→ Given passage
++++

Prices as of March 22nd based off my own observations.
System76 (base prices, not including addons)
- Lemur Pro: $1400
- Pangolin: $1300
Purism (base prices, not including shipping and that Purism is a shady company)
- Librem 11: $1000 (a literal tablet)
- Librem 14: $1370
- Librem Key: $60 (A USB)
Tuxedo (base prices, not including shipping costs to burgerland) (based in Germany)
- TUXEDO Aura 14 - Gen3: 840 EUR
- TUXEDO Pulse 14 - Gen3: 1238 EUR
- TUXEDO InfinityBook Pro 14 - Gen8: 1419 EUR
Slimbook (Based in Spain, base prices no shipping or taxes)
- Elemental 14 Intel i5 1235U: 600 EUR
- Excalibur 16 AMD Ryzen 7 7840HS: 1200 EUR
- Executive 14 Intel i7 13700H Black: 1400 EUR
Framework (base prices, but addons usually add $90-150)
- Framework 13 (AMD and Intel): $850
Minifree Ltd (Run by a trans fem in the UK, very cool brand)
- Libreboot 820 (1920x1080 IPS Screen Intel Core i5-5200U, 1 TB SSD): £378.00.
- Libreboot T440p (1920x1080, 4 core, 1 TB SSD): £558.00.
- Libreboot W541, (15.6″, 4-core Intel i7-4800MQ, 1920x1080, 1 TB SSD): £698.00.
Asahi Linux (from Refurbished Apple Store)
- 13.3-inch MacBook Air Apple M1 8gb RAM 256 GB SSD: $760
My current laptop
- Lenovo Yoga 6 2-in-1 AMD 13.3 inch 8 GB RAM (the one with the weird denim texture in the front): $450 from a Best Buy which has a battery life of 7-8 hours.

++++

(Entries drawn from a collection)
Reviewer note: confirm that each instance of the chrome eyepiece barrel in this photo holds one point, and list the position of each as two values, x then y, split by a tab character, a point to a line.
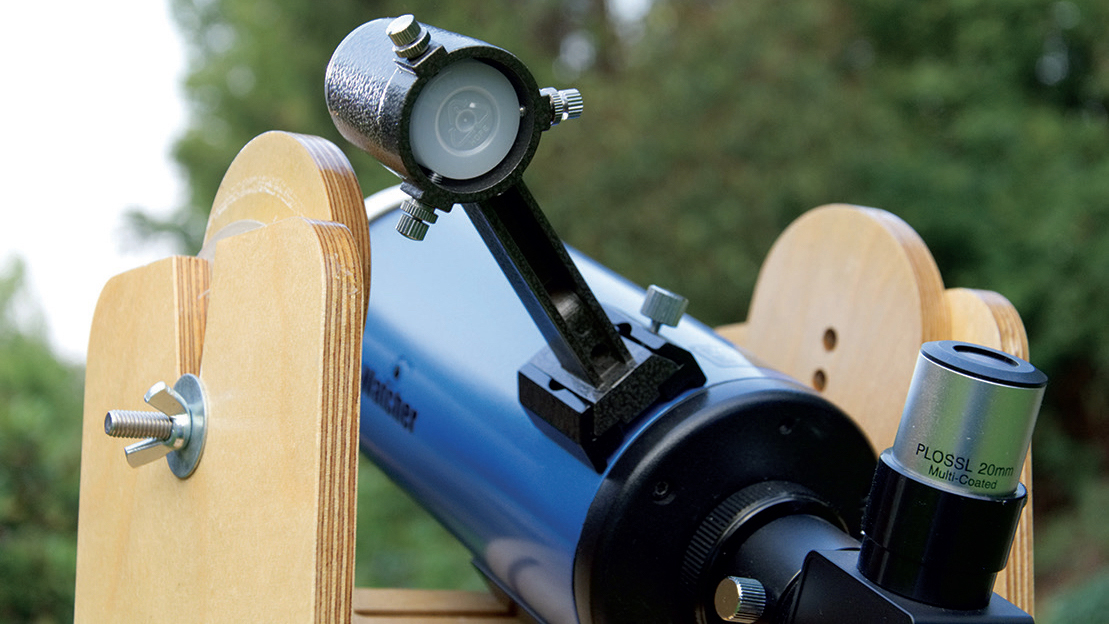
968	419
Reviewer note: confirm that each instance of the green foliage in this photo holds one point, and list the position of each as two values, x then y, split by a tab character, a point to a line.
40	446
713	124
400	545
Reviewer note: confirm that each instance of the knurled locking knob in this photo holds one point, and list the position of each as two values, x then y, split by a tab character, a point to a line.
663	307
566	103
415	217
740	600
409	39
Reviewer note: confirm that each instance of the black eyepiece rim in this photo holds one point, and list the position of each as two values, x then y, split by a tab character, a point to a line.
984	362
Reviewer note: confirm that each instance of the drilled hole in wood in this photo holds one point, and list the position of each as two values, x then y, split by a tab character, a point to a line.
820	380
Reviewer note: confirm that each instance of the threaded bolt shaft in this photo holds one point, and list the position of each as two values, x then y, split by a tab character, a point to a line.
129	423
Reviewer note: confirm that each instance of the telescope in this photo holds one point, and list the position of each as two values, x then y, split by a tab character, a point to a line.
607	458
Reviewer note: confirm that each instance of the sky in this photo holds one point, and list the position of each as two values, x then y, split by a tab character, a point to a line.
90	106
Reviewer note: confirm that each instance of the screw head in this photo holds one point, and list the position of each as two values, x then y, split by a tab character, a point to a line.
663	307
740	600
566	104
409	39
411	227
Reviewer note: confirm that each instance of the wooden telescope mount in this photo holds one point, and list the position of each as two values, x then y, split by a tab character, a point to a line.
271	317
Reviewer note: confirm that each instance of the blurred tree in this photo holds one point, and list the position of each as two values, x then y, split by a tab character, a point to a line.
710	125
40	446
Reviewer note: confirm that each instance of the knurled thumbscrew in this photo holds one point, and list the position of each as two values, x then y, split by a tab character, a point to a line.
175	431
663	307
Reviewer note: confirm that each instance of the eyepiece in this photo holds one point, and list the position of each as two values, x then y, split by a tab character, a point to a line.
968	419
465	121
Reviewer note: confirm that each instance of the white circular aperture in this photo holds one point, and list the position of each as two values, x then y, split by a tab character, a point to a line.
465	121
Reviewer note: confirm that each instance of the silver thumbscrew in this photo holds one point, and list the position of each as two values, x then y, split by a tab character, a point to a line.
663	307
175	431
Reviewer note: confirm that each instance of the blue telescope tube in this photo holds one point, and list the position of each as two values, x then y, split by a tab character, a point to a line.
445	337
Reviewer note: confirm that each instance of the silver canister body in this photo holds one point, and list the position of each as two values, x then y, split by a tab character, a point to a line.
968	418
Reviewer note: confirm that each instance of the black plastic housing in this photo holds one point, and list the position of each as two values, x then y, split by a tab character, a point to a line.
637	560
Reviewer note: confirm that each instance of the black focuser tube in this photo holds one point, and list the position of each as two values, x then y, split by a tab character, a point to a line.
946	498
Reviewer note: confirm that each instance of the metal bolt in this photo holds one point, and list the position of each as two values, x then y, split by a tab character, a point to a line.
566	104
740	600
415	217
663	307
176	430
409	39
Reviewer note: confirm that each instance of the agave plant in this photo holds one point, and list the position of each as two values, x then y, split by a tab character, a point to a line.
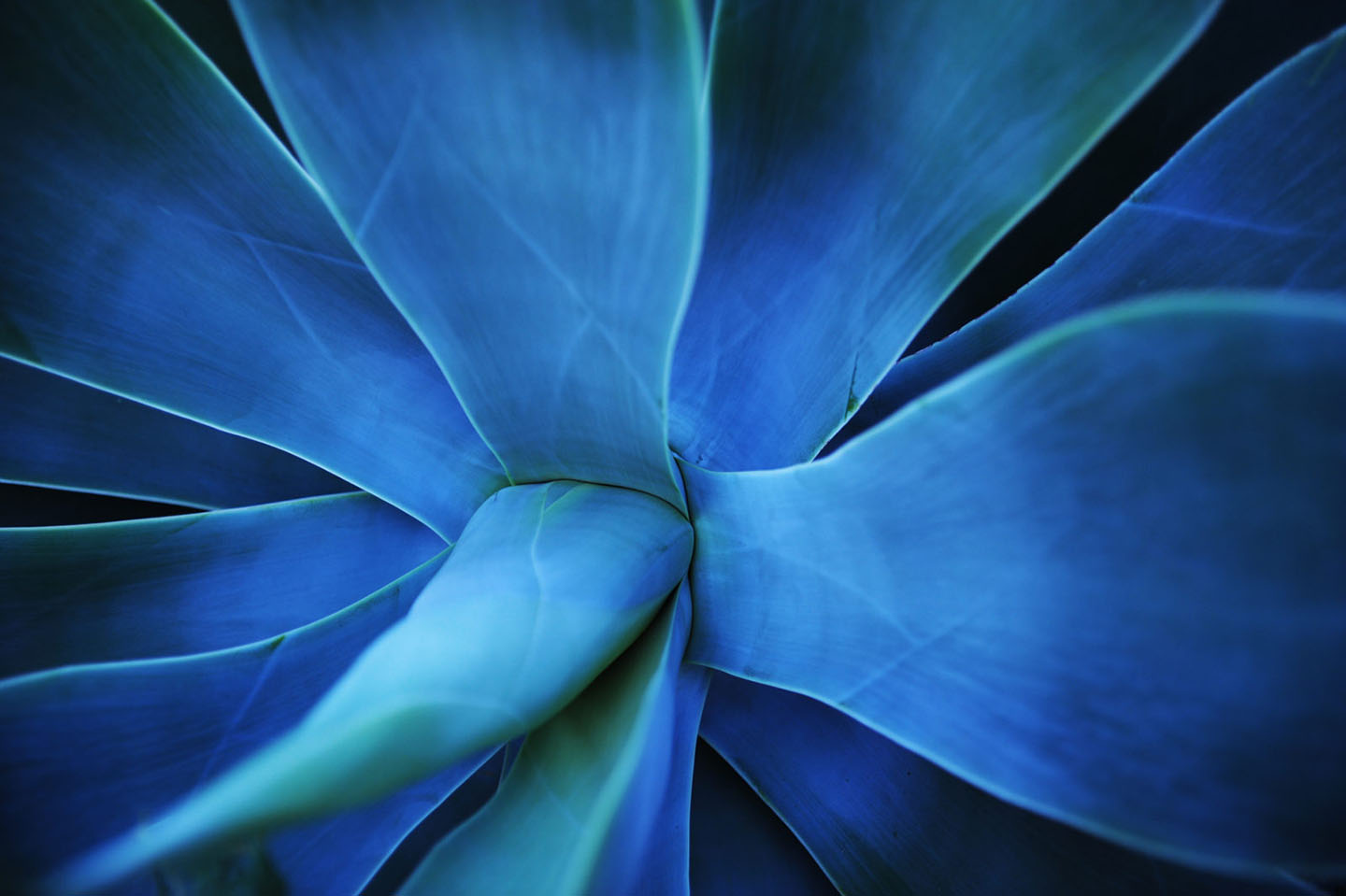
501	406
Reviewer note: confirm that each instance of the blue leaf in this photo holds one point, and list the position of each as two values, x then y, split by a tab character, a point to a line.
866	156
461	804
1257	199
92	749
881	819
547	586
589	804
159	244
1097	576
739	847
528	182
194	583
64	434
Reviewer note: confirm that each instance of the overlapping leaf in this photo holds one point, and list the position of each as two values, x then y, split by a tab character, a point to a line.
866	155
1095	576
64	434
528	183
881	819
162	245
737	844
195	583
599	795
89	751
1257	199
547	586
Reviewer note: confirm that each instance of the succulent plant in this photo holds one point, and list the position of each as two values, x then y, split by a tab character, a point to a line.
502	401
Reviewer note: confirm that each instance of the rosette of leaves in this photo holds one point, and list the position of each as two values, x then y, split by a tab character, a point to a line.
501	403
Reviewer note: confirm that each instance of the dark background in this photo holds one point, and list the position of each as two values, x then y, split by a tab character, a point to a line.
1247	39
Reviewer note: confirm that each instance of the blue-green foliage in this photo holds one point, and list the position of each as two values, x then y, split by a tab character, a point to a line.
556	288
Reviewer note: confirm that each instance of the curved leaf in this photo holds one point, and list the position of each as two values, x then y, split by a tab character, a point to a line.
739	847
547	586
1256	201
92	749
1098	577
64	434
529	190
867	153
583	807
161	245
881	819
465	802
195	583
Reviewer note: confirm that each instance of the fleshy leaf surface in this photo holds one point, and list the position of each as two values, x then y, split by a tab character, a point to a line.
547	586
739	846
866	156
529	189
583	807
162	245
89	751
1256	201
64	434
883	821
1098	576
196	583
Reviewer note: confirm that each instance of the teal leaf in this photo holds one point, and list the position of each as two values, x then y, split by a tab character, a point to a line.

++++

→ Work to complete
1. Filter the rows, keeping only those lines that contain the string "silver", and copy each such line in full. Case counts.
2. Write the next part of the laptop price list, picking up after its final line.

→ Expected answers
1.
Reviewer note: confirm that each instance of the silver thumbscrew in this photo holds one point, and list the position of each as two values, x then y, split by a tab character, a point to a line.
Reviewer note: confirm that each instance of the silver canister body in this photo holds one point, and list the position of each as two values, x then y, split by a tab character, a point to a line.

2.
Note that these are just retail prices, obviously the best way to score good tech is to always buy refurbished laptops from reputable resell sites (used thinkpads rock). I just wanted to point out the absolute state of Linux (TM) laptops. It's pretty disheartening that a lot of Linux laptops are clearly geared towards software engineers who have the money to splurge online.
Until this changes, your best bet is to hunt for windows laptops that are reported to have a good track record with Linux and perform the sorcery there. But that also makes Linux an obscure option for a lot of people. since hardware support is either hit or miss (or distro specific).
The HP Dev One was pretty reasonable at $1000 and hardware support built out with help from system76. So of course they killed it after like 9 months.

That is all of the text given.